▶ やること
下のデータ一覧の冒頭から始まり「POLYGON ((1196 577, 1196」を含む行で終わる範囲（両端の行を含む）を、空行を除き1行を1つの文字列とするJSONリストとして示せ。

━━━ 提供データ

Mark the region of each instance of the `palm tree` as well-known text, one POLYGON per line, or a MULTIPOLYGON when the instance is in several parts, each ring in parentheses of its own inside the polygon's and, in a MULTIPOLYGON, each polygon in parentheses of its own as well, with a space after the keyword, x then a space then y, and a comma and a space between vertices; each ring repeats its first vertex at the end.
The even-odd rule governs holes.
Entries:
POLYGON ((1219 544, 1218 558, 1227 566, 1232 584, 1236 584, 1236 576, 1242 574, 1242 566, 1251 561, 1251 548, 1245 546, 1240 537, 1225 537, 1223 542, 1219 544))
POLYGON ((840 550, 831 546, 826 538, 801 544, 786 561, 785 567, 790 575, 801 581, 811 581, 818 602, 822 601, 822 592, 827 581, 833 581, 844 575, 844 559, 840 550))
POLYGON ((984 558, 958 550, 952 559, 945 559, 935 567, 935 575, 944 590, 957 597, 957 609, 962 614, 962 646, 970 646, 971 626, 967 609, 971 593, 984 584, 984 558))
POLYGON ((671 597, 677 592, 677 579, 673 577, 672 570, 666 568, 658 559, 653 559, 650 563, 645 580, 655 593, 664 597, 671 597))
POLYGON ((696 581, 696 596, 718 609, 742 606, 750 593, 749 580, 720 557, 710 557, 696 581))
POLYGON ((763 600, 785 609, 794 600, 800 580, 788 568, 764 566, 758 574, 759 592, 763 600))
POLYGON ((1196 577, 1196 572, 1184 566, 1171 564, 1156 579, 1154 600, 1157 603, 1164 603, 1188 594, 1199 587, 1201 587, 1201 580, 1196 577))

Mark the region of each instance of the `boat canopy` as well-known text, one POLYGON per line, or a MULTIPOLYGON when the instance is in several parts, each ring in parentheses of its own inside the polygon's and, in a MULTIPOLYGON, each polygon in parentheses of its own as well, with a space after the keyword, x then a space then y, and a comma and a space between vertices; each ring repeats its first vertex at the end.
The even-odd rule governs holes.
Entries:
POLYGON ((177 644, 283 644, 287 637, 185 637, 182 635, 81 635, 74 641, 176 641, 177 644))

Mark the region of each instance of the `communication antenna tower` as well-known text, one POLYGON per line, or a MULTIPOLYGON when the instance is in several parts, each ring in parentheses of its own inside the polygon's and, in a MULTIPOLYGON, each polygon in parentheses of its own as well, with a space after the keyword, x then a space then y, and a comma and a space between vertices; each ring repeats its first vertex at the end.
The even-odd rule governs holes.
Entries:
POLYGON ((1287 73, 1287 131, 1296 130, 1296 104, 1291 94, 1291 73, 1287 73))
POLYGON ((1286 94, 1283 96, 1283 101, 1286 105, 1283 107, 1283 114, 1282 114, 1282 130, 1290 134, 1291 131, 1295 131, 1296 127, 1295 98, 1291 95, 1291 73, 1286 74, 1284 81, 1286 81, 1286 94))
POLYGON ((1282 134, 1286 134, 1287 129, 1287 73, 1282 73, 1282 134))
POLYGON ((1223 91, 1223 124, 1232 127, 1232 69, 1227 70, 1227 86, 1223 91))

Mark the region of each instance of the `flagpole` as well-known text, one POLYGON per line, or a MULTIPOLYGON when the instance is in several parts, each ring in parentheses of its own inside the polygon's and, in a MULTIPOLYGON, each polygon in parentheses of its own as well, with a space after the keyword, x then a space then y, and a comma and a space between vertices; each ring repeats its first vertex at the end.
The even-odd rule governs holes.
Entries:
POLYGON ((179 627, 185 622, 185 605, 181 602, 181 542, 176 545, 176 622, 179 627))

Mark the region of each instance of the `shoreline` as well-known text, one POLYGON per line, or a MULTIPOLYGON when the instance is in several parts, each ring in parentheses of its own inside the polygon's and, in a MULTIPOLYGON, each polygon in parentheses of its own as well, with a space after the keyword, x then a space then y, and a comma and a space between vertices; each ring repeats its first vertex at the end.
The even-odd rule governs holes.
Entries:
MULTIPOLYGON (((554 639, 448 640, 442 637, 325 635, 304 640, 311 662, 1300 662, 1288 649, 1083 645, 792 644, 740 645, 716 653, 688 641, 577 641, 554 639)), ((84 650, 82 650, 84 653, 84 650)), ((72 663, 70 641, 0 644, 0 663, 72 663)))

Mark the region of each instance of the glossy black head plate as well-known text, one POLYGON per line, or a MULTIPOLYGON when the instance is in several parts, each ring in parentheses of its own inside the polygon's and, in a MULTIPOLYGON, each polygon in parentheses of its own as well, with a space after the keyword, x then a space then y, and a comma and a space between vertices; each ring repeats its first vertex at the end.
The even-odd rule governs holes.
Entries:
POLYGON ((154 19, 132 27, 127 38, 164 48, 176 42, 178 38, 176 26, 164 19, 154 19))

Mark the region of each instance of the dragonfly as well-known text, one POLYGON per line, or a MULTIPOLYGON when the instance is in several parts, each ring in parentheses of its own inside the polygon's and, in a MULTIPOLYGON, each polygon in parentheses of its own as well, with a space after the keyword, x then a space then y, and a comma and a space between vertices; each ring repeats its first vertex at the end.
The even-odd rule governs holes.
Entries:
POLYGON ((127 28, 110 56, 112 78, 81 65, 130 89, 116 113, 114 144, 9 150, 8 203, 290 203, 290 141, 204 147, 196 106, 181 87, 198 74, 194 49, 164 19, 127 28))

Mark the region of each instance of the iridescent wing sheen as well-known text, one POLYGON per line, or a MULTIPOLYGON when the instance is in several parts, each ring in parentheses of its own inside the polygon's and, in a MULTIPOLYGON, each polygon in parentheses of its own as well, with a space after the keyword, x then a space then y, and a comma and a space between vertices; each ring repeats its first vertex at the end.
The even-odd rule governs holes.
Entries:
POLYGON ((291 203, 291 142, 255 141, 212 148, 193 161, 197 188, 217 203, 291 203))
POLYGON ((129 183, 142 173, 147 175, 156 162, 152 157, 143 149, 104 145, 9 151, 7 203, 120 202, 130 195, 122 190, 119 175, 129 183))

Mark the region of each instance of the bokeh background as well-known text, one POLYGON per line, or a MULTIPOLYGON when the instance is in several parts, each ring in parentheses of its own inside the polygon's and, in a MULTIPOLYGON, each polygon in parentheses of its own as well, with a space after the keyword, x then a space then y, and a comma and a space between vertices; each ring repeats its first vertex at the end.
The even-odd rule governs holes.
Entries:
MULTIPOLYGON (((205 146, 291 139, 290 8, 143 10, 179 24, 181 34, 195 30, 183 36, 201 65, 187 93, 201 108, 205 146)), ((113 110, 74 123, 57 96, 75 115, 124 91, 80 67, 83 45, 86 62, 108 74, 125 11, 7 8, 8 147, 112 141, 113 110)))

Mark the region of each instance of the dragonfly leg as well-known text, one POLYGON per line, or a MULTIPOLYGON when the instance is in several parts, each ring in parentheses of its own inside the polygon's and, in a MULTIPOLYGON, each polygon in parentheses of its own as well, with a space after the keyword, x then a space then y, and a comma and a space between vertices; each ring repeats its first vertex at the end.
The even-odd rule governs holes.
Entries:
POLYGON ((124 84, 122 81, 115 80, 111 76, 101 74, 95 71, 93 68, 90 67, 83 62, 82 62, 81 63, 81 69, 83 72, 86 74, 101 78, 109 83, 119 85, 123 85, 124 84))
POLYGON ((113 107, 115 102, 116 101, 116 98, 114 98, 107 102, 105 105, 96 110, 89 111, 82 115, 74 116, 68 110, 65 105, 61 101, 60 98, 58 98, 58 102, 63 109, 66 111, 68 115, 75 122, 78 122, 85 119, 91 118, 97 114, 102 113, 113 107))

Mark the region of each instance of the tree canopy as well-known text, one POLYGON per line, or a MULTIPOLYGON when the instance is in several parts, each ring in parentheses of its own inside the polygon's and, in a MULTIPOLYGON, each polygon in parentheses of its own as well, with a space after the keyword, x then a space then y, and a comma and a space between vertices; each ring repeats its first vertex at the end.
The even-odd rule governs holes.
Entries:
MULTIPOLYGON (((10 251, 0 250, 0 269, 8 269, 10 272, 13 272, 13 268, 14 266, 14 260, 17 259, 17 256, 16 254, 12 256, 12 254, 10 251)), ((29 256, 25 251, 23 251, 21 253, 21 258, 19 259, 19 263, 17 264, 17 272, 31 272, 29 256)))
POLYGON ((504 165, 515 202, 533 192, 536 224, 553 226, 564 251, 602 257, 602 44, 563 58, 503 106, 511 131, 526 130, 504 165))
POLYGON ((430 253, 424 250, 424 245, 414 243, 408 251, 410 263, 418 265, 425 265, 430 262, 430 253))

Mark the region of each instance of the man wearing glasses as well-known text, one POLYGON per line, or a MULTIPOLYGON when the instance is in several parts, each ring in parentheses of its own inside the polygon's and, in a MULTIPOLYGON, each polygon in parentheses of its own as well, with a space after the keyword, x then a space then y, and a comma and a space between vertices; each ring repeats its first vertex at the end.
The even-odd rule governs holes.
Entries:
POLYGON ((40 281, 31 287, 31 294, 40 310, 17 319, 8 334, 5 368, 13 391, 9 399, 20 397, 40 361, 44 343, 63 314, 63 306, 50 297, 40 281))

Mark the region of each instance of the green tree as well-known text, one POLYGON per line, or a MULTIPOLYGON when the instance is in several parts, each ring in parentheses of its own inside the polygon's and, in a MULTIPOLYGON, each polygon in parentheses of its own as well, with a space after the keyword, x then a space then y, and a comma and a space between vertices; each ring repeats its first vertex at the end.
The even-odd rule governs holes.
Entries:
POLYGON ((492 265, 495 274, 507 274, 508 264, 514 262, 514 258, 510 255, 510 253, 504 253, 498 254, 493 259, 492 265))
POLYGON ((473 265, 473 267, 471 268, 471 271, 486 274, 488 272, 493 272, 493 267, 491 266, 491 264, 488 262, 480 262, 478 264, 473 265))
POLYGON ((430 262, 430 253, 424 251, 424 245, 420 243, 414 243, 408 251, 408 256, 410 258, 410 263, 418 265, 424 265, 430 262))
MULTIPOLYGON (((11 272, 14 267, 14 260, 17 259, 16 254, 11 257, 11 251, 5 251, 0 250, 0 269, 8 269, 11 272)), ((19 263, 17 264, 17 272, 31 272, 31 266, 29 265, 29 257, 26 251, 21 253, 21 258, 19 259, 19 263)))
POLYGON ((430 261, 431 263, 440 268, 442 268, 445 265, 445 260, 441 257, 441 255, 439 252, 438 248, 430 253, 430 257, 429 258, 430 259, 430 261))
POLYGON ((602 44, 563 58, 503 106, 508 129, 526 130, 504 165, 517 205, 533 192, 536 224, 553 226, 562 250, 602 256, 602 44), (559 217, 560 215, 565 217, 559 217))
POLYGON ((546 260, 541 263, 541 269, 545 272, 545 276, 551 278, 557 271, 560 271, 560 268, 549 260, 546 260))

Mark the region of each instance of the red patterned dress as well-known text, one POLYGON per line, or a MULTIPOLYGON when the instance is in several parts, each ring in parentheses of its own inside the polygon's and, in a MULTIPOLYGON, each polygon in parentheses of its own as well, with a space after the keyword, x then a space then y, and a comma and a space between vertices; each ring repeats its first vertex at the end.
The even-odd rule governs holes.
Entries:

━━━━━━

▶ 解答
[
  "Mark the region of each instance of the `palm tree` as well-known text, one POLYGON per line, or a MULTIPOLYGON when the instance is in several parts, each ring in parentheses of its own inside the polygon's and, in a MULTIPOLYGON, each polygon in parentheses of its own as well, with a space after the keyword, x then a space then y, and a comma and a space between vertices; each ring repeats its first vertex at the end.",
  "The even-odd rule governs holes.",
  "Entries:",
  "POLYGON ((1219 544, 1218 558, 1227 566, 1232 584, 1236 584, 1236 576, 1242 574, 1242 566, 1251 561, 1251 548, 1245 546, 1240 537, 1225 537, 1223 542, 1219 544))",
  "POLYGON ((840 550, 831 546, 826 538, 801 544, 786 561, 785 567, 790 575, 801 581, 811 581, 818 602, 822 601, 822 592, 827 581, 833 581, 844 575, 844 559, 840 550))",
  "POLYGON ((984 558, 958 550, 952 559, 945 559, 935 567, 935 575, 944 590, 957 597, 957 609, 962 614, 962 646, 970 646, 971 626, 967 609, 971 593, 984 584, 984 558))",
  "POLYGON ((671 597, 677 592, 677 579, 673 577, 672 570, 666 568, 658 559, 653 559, 650 563, 645 580, 655 593, 664 597, 671 597))",
  "POLYGON ((696 581, 696 596, 718 609, 742 606, 750 593, 749 580, 720 557, 710 557, 696 581))",
  "POLYGON ((763 600, 785 609, 794 600, 800 580, 788 568, 764 566, 758 574, 759 592, 763 600))",
  "POLYGON ((1196 577, 1196 572, 1184 566, 1171 564, 1156 579, 1154 600, 1157 603, 1164 603, 1188 594, 1199 587, 1201 587, 1201 580, 1196 577))"
]